### TO DO
Rewrite every line in the stretch from the line containing "Where can you spot the dirt" through the end of the items, shifting the answer coordinates by adding -57 to each of their numbers.

### GIVEN ENTRIES
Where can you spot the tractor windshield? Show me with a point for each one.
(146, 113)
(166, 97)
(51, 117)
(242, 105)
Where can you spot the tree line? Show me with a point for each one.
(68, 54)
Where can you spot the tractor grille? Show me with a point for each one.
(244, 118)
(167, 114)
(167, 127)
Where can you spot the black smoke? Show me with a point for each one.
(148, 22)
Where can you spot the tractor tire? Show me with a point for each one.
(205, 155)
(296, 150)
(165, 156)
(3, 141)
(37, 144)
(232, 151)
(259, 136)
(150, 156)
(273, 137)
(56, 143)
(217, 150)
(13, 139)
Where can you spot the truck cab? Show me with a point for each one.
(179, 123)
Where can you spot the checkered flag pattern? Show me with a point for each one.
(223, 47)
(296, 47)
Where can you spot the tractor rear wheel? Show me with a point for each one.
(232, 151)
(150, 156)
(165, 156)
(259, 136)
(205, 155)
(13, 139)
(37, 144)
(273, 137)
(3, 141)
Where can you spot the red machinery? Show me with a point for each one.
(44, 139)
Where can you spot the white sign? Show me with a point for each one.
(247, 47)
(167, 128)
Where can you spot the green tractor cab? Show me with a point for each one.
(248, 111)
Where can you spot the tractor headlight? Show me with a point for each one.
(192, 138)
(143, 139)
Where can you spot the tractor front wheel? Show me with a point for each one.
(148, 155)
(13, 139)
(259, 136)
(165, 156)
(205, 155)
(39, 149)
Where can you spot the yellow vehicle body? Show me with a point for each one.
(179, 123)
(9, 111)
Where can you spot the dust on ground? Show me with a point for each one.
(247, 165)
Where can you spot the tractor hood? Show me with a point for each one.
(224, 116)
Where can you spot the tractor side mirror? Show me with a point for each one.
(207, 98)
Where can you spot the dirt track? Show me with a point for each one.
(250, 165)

### RESULT FOR THIS TASK
Where can you spot the dirt track? Show me with a point for each one.
(193, 108)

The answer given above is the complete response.